Gaz: Que veut faire l’UE face à Ankara concernant l’exploitation des ressources chypriotes?

L’UE apparait désarmée puisque les sanctions seront plus difficiles que prévu à appliquer

Le Conseil européen des ministres des affaires étrangères qui s’est réuni mardi 15 octobre à Luxembourg a condamné les forages de la Turquie au large des eaux territoriales chypriotes (qui recèlent probablement d’immenses réserves en gaz), fait considéré comme contraire au droit international. Ce n’est pas la première fois qu’en 2019 les autorités européennes réagissent au fait accompli turc et cela devait aboutir à des sanctions économiques, même s’il faudra évaluer leur impact réel.

La position de la Turquie est claire: il n’existe pas d’eaux territoriales exclusives (ZEE) pour la République de Chypre (la seule reconnue internationalement à ce jour et membre de l’UE depuis 2004) et tant qu’il n’y a pas de règlement politique au partage de facto de l’île en une partie «grecque» au Sud et «turque» au Nord, chaque territoire doit pouvoir bénéficier du potentiel énergétique de l’île, d’autant plus que celle vivant sous le contrôle d’Ankara est beaucoup moins favorisée économiquement.

De plus, la Turquie ne reconnait pas la Convention de Montego Bay (1982) sur le droit de la mer, qui régit la question des eaux territoriales et du plateau continental, signée par la grande majorité des Etats du monde.

ll faut aussi préalablement rappeler que Chypre, l’Etat le plus oriental de l’Union européenne, est une petite île de 9.251 km² divisée depuis l’été 1974, au cours duquel la Turquie intervint militairement pour protéger la population musulmane qu’elle estimait menacée par la tentative de rattachement à la Grèce – l’Enosis, décidée par le régime finissant et dictatorial des Colonels, en collusion avec des radicaux chypriotes hostiles à toute politique d’indépendance.

Cet événement faisait suite à la naissance du jeune Etat chypriote en 1960 sur des bases fragiles (sous l’impulsion des anciens colonisateurs britanniques), rappelant le système communautaire mis en place au Liban: les postes et fonctions étaient réservés selon l’origine, turque ou grecque, et non selon les compétences (1), avec un droit de veto de chaque communauté en cas de désaccord sur des sujets importants, tandis qu’un droit de regard de la Grèce ou de la Turquie sur les évolutions du pays le rendait quasi ingouvernable.

### Consignes
1/ Recopiez mot pour mot tout le passage de l’article sur le gaz chypriote, depuis « La position de » jusqu’à « Etats du monde. ».
2/ Relevez toutes les années mentionnées dans l’article sur le gaz chypriote, dans leur ordre d’apparition.
Les données qui suivent ne sont pas nécessaires pour répondre.

### Données fournies
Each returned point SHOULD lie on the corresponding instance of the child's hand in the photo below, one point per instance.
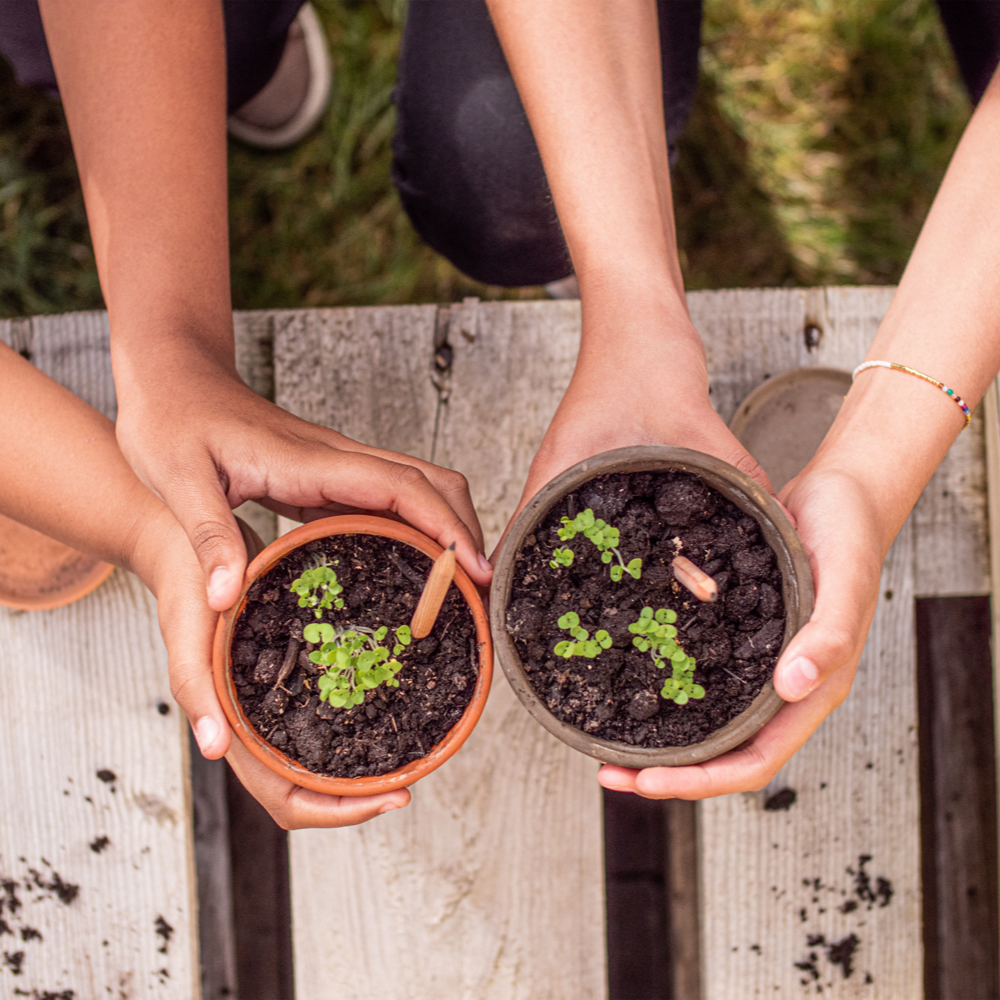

### Réponses par consigne
1/
La position de la Turquie est claire: il n’existe pas d’eaux territoriales exclusives (ZEE) pour la République de Chypre (la seule reconnue internationalement à ce jour et membre de l’UE depuis 2004) et tant qu’il n’y a pas de règlement politique au partage de facto de l’île en une partie «grecque» au Sud et «turque» au Nord, chaque territoire doit pouvoir bénéficier du potentiel énergétique de l’île, d’autant plus que celle vivant sous le contrôle d’Ankara est beaucoup moins favorisée économiquement.

De plus, la Turquie ne reconnait pas la Convention de Montego Bay (1982) sur le droit de la mer, qui régit la question des eaux territoriales et du plateau continental, signée par la grande majorité des Etats du monde.

2/ 2019, 2004, 1982, 1974, 1960